• What the task asks
Rewrite the listing below with "brick" substituted for "red brick", keeping every other part the same.
####################
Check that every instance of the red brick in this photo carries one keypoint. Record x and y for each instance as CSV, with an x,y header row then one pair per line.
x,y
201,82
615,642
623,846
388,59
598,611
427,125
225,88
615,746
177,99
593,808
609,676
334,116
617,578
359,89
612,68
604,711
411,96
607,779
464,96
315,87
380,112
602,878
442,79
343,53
####################
• Complete response
Check that every instance of the brick in this photo carries one keypoint. Record x and y for each instance as CSV, with an x,y header row then one pair per line.
x,y
201,82
615,642
623,846
388,59
598,611
427,125
225,88
615,746
177,99
593,808
609,676
334,116
617,578
359,89
612,68
604,711
411,96
607,779
464,96
315,87
380,112
602,878
442,79
343,53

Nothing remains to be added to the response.